### TEXTO PARA LEITURA
IBDFAM: Em relação paralela reconhecida como união estável, mulher tem direito a 25 por cento do patrimônio

Uma relação simultânea ao casamento foi reconhecida, recentemente, como união estável paralela pela 2ª Vara Cível da Comarca de Teixeira de Freitas, na Bahia. A sentença, do juiz Humberto José Marçal, considerou os 30 anos de relacionamento, mantido entre 1981 e 2011, com início anterior ao matrimônio do homem com outra mulher.

Foi atribuído à requerente 25% do patrimônio adquirido ao longo do período em que estiveram juntos. Além disso, ela receberá uma pensão alimentícia de 25 salários mínimos, superior aos 10 salários que já recebia desde 2013 - arbitrados em agravo de instrumento interposto perante o Tribunal de Justiça da Bahia.

A união paralela era conhecida por toda a comunidade de Teixeira de Freitas. Com a requerente, o homem teve três filhos - mesmo número da prole constituída com a esposa. Os irmãos, de mães diferentes, se reconheciam como tal e estudavam na mesma escola. Cada família sempre soube da existência da outra, tanto que os álbuns de fotos continham registros dos dois grupos familiares.

A decisão do juiz, proferida em julho deste ano, deu relevância, ainda, ao fato de que o homem proibiu a requerente de exercer qualquer profissão ao longo do tempo em que estiveram juntos, responsabilizando-se por seu sustento. Imóveis urbanos e rurais e veículos eram adquiridos em nome dela, não só para compor seu patrimônio, mas também para futura comercialização.
######
OBJETIVO:
Indique se cada afirmação abaixo está de acordo com o texto acima sobre a união estável paralela, respondendo sim ou não e citando literalmente as palavras do texto que decidem a resposta.
1. O relacionamento com a requerente começou antes do casamento do homem com a outra mulher.
2. O homem teve mais filhos com a requerente do que com a esposa.
3. Os imóveis e veículos eram adquiridos em nome do homem.
### MATERIAL COLETADO
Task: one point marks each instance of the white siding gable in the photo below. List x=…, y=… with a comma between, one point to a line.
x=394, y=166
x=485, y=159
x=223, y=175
######
RESPOSTA A SEGUIR:
1. Sim: "com início anterior ao matrimônio do homem com outra mulher".
2. Não: "Com a requerente, o homem teve três filhos - mesmo número da prole constituída com a esposa."
3. Não: "Imóveis urbanos e rurais e veículos eram adquiridos em nome dela".